• [Requirement] Continue the write-up on the harness experiment with GAIA and FRAMES, starting right after its last sentence.

• [Supplied passage]
..........
All three groups use the same model: claude-sonnet-4-6. That's the most important control in the whole experiment — fix the model, and the only variable left is the harness.

The test set is 30 questions, drawn from GAIA and FRAMES. But the filtering is a little unusual — I first ran the full candidate pool through Group A, and kept only the questions Group A got wrong.

The point of this filter: Group A's baseline is pinned at 0%. Any PASS from B or C is pure harness gain — nobody gets to coast on the model's built-in knowledge. So B and C's scores are the "net output" of their respective harnesses.

Dataset	Candidates	Kept
GAIA L1	42	15
GAIA L2	66	5
FRAMES	30	10

First hit: the three-group ladder

A (bare model)

B (my harness)

37%

C (Claude.ai)

80%

Let's start with the painful part: my 50% estimate yesterday was optimistic. The actual delivery ratio is 37% / 80% ≈ 46%.

But the more interesting thing is the shape of the ladder. 0% to 37% is the "base tax" of having a harness at all — as long as you can let the model search, fetch, and loop a few times, you pick up nearly 40 points. 37% to 80% is the "polish premium" — those 43 points don't come from "adding features," they come from getting every step right.

Slicing by dataset is even more revealing:

Dataset	A	B	C
GAIA L1 (15)	0%	53%	87%
GAIA L2 (5)	0%	40%	60%
FRAMES (10)	0%	10%	80%

On GAIA L1, Group B keeps pace — 53% vs. 87%. The gap is real but not embarrassing. On FRAMES, Group B collapses: 10% vs. 80%.

FRAMES is Google's multi-hop reasoning dataset. A typical question looks like: "The CEO of company X was born in a city — what was its population in 2020?" You have to look up the CEO, then their birthplace, then the population. Getting a single search step right isn't enough — you have to digest each search result and feed it cleanly into the next step.

The split tells me something specific: between "can search" and "can reason," my harness's bottleneck is the reasoning side.
..........
• [Excerpted records]
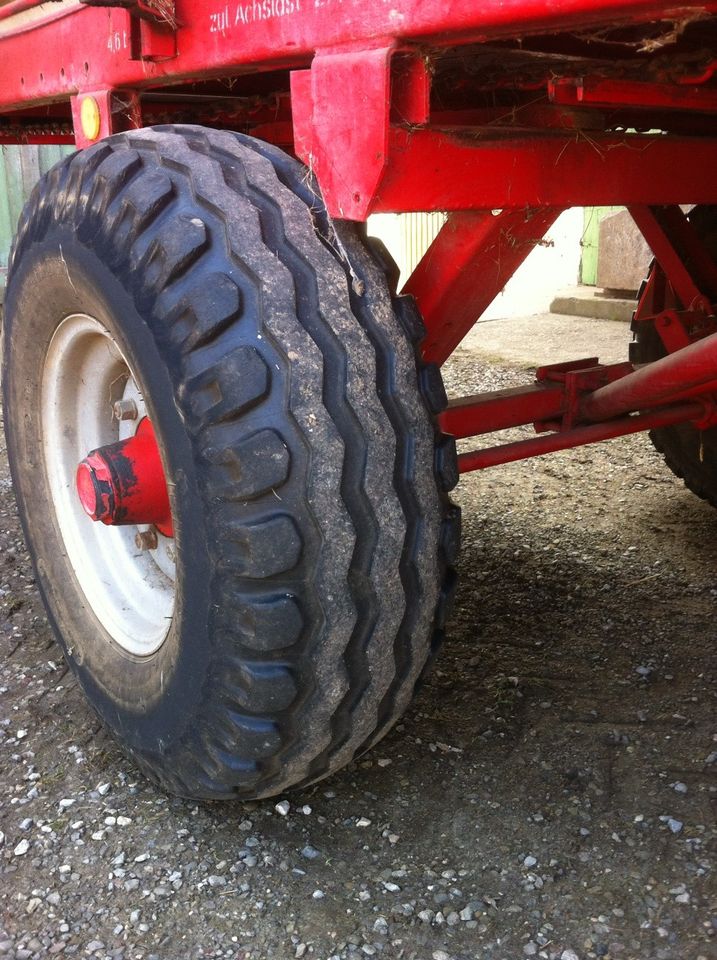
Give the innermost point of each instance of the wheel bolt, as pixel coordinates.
(146, 540)
(125, 410)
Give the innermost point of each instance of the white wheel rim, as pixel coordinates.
(130, 591)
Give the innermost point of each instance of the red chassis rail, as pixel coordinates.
(424, 105)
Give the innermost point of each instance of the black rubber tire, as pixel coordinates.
(690, 454)
(314, 535)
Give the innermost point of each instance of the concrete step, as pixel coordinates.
(593, 302)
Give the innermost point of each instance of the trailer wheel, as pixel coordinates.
(275, 623)
(690, 453)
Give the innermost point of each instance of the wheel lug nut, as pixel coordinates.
(125, 410)
(146, 540)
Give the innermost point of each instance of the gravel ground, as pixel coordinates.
(550, 793)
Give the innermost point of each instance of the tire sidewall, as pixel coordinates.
(142, 699)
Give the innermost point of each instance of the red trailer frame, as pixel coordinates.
(502, 114)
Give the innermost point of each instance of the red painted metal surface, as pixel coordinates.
(215, 38)
(466, 267)
(502, 409)
(580, 436)
(664, 381)
(123, 483)
(355, 89)
(600, 92)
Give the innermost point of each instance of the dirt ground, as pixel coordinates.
(550, 793)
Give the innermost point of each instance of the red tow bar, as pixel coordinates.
(124, 483)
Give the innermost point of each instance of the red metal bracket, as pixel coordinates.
(466, 267)
(687, 265)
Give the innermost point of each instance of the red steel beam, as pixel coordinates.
(501, 409)
(663, 381)
(600, 92)
(579, 436)
(428, 170)
(466, 267)
(686, 262)
(214, 38)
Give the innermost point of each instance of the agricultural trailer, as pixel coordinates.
(227, 430)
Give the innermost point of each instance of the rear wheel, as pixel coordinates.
(690, 453)
(281, 624)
..........
• [Task output]
Unpacking the 43-point gap

The most valuable part of the whole experiment was the per-question failure attribution on the B vs. C diff. Here's the root-cause breakdown for the 15 questions where C passed but B failed:

Failure mode	Count	Example IDs
Poor search quality	5	gaia_043, gaia_110, gaia_134, gaia_154, frames_140
Broken reasoning chain	5	gaia_156, frames_562, frames_763, frames_808, frames_810
Never triggered search	2	gaia_099, frames_647
Inefficient search strategy	2	gaia_029, frames_241
Fetch failed	1	gaia_110

Search quality: the single biggest source of the gap

Five questions. I'm using a fallback stack of Serper / Tavily / Google CSE / Brave / DuckDuckGo. Group C uses Anthropic's in-house search stack.

How does the gap show up? Take an example: same question, my search returns a pile of ad-laden SEO aggregator pages; C's first result is the original paper or primary data source. Search is the agent's eyes. If the eyes don't resolve clearly, all the cleverness downstream is wasted.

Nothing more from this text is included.